Extrait —
M. Lalonde: Alors vous allez voter pour?
Le Président (M. Boucher): D'accord. M. le
député de Jean-Talon.
M. Godin: Non, justement, à plus forte raison.
M. Rivest: M. le Président, je pense que personne,
à l'occasion de la présentation de la motion du
député de D'Arcy McGee, ne s'oppose et je pense que tout
le monde l'a exprimé au principe même d'ailleurs, on
ne peut pas ici, au niveau de la commission parlementaire, le remettre en cause
de la création d'un institut de recherche en matière de
culture. Tout le monde est d'accord, je pense, pour qu'il y ait un lieu et que
les gens aient des moyens pour remplir ou satisfaire à ce besoin et
même à cette carence dans le domaine de la recherche culturelle
qu'a soulignée le ministre dans son intervention de deuxième
lecture dont j'ai pris connaissance tantôt.
La première remarque que je voudrais faire sur la base de la
motion du député de D'Arcy McGee, c'est de rappeler... Bien
sûr, le député de Mercier a cité le cas de
l'Institut du cinéma; je pense qu'il y avait certainement des
différences, que je lui ai soulignées, au niveau de la technique
proprement législative de la formation de l'Institut du cinéma,
mais, également, ce qui m'apparaît plus sérieux, c'est
qu'il y a une différence de nature entre les deux instituts, dans la
mesure où la définition du concept de culture dans le projet de
loi 2 est beaucoup plus large, que dans le cadre restreint de l'Institut du
cinéma, alors qu'il s'agissait simplement de promouvoir une forme
très particulière d'expression artistique.
Comme le ministre l'a souligné dans le livre blanc sur le
développement culturel, ainsi que dans son intervention en
deuxième lecture, sa définition du concept de culture
s'étend à à peu près toutes les sphères de
l'activité humaine. Sur ce plan, je pense que le gouvernement doit agir
avec une extrême prudence, dès lors qu'il s'agit de créer
un organisme quelconque et de lui confier un mandat aussi large.
En réalité, le problème de base que je vois
là-dedans, et en prenant connaissance autant du rapport de M.
Frégault ou du livre de M. L'Allier, et même du livre blanc du
ministre, ce problème touche une donnée fondamentale de la
réalité culturelle du Québec. C'est clair que si cette
question est arrivée et que la demande est à ce point forte,
c'est que le Québec a changé. C'est sûr qu'il fut un temps
où le Québec avait, sur le plan culturel ou pouvait affirmer dans
à peu près tous les secteurs d'activité ses
particularismes propres en tant que société culturelle, au temps
où le Québec était une société rurale,
où son identification se faisait auprès de la langue ou
même de la religion ou même au niveau de la structure familiale,
même dans le milieu de travail. Je pense que c'est dans cette perspective
que le ministre d'État au développement culturel a situé
son livre blanc.

Consigne —
Qui prend la parole dans l'extrait du débat parlementaire ? Nommez chaque intervenant. Les items n'ont aucun lien avec l'extrait.

Données fournies —
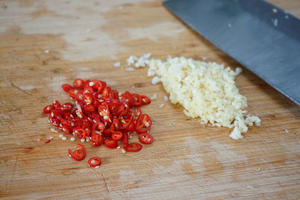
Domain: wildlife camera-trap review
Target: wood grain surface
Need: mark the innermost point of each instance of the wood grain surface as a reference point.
(46, 43)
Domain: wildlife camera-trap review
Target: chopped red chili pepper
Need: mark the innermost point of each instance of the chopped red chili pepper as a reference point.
(48, 109)
(48, 141)
(94, 162)
(97, 139)
(102, 115)
(78, 83)
(79, 153)
(110, 143)
(125, 139)
(66, 87)
(116, 135)
(146, 138)
(133, 147)
(143, 123)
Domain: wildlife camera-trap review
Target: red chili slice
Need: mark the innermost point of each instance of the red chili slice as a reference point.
(78, 83)
(116, 135)
(98, 128)
(94, 162)
(72, 93)
(107, 132)
(88, 90)
(137, 112)
(89, 108)
(110, 143)
(143, 123)
(66, 87)
(137, 100)
(67, 107)
(104, 113)
(116, 125)
(106, 91)
(125, 139)
(145, 100)
(146, 138)
(127, 98)
(48, 109)
(56, 105)
(125, 123)
(80, 132)
(78, 154)
(97, 139)
(98, 85)
(133, 147)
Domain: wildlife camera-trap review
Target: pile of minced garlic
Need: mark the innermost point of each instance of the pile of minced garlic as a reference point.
(206, 90)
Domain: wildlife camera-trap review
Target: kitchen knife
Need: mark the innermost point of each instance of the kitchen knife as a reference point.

Réponse —
M. Lalonde, le Président (M. Boucher), M. Godin et M. Rivest.